Report each line in the rows below that contains the word "blue". Only matches with the same capitalization count.

──────── Provided data ────────

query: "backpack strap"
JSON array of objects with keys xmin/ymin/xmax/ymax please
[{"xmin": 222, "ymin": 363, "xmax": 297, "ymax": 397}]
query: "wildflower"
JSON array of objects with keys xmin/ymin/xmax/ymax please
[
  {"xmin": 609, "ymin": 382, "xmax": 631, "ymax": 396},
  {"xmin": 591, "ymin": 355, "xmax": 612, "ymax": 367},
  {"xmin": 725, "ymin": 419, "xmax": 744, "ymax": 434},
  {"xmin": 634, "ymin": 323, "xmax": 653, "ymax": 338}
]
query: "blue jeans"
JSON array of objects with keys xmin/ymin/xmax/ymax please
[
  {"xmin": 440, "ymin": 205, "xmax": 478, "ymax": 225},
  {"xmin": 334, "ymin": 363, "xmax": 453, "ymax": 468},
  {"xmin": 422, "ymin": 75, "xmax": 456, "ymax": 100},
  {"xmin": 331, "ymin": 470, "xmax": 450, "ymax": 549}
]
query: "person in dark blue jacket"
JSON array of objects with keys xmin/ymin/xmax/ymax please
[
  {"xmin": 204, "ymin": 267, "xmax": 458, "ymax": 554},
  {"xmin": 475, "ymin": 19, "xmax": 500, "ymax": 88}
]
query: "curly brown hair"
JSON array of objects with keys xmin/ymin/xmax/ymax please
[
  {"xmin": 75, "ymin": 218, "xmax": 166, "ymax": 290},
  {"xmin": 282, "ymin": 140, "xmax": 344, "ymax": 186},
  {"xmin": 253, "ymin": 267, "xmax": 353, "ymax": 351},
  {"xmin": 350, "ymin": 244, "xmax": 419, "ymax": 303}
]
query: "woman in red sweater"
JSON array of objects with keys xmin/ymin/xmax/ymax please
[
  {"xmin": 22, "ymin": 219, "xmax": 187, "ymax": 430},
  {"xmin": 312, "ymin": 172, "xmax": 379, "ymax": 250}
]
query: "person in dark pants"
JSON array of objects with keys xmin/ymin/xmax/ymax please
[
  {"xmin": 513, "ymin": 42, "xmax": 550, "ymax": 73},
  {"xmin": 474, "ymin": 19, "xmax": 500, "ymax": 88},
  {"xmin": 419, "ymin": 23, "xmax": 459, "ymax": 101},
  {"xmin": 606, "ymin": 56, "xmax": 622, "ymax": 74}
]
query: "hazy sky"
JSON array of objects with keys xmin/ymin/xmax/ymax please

────────

• The result
query: "blue jeans"
query: "person in dark blue jacket"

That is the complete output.